## Requirement
Return exactly, and only, the lines from the line containing "where the forested" through the final line of the records below, both included.

## Data to use
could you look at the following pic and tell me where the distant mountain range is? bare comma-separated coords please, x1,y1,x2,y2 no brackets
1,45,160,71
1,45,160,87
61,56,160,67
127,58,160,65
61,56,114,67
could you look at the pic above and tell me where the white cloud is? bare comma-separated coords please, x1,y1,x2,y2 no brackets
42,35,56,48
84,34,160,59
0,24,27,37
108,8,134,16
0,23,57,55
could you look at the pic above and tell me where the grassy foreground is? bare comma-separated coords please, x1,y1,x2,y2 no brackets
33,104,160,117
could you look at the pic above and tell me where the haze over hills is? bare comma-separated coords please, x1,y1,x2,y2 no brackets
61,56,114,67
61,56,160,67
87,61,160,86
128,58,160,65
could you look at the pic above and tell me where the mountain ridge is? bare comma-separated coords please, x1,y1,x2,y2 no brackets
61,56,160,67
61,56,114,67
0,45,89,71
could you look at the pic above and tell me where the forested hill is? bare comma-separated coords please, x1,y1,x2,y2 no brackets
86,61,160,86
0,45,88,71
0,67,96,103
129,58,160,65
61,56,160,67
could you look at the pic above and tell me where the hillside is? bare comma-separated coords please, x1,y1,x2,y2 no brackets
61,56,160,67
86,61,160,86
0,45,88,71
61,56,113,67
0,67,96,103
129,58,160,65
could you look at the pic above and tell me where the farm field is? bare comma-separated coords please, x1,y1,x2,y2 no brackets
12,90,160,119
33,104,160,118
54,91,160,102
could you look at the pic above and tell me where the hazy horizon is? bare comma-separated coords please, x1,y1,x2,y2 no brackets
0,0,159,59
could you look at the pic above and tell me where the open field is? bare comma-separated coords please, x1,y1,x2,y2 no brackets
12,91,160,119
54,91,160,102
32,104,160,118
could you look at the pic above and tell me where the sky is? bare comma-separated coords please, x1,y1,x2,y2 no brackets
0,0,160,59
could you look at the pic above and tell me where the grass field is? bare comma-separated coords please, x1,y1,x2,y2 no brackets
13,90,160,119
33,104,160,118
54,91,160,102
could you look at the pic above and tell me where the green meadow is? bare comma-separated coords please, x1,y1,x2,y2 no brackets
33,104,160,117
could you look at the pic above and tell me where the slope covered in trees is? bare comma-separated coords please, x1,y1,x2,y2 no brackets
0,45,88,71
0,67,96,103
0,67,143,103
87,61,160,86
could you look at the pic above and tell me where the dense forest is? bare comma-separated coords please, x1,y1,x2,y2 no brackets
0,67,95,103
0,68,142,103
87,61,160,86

## Task answer
could you look at the pic above and tell me where the forested hill is? bare comma-separated coords please, x1,y1,x2,y2 no brackets
86,61,160,86
0,45,88,71
0,67,96,103
129,58,160,65
61,56,160,67
could you look at the pic above and tell me where the hillside is? bare comma-separated coords please, x1,y1,x2,y2 no brackets
61,56,160,67
86,61,160,86
0,45,88,71
61,56,113,67
0,67,96,103
129,58,160,65
could you look at the pic above and tell me where the farm field is? bare comma-separated coords please, x1,y1,x2,y2 no brackets
12,90,160,119
33,104,160,118
54,91,160,102
could you look at the pic above and tell me where the hazy horizon is? bare comma-separated coords please, x1,y1,x2,y2 no brackets
0,0,159,59
could you look at the pic above and tell me where the open field is? bare comma-separated coords please, x1,y1,x2,y2 no brackets
12,91,160,119
54,91,160,102
32,104,160,118
could you look at the pic above and tell me where the sky is? bare comma-separated coords please, x1,y1,x2,y2 no brackets
0,0,160,59
could you look at the pic above and tell me where the grass field is? bare comma-separated coords please, x1,y1,x2,y2 no brackets
13,90,160,119
33,104,160,118
54,91,160,102
could you look at the pic above and tell me where the green meadow is? bare comma-separated coords please, x1,y1,x2,y2 no brackets
33,104,160,117
could you look at the pic above and tell me where the slope covered in trees is? bare comma-separated coords please, x1,y1,x2,y2 no brackets
0,45,88,71
0,67,96,103
0,67,143,103
87,61,160,86
could you look at the pic above and tell me where the dense forest is? bare comma-separated coords please, x1,y1,x2,y2 no brackets
0,67,95,103
0,68,142,103
87,61,160,86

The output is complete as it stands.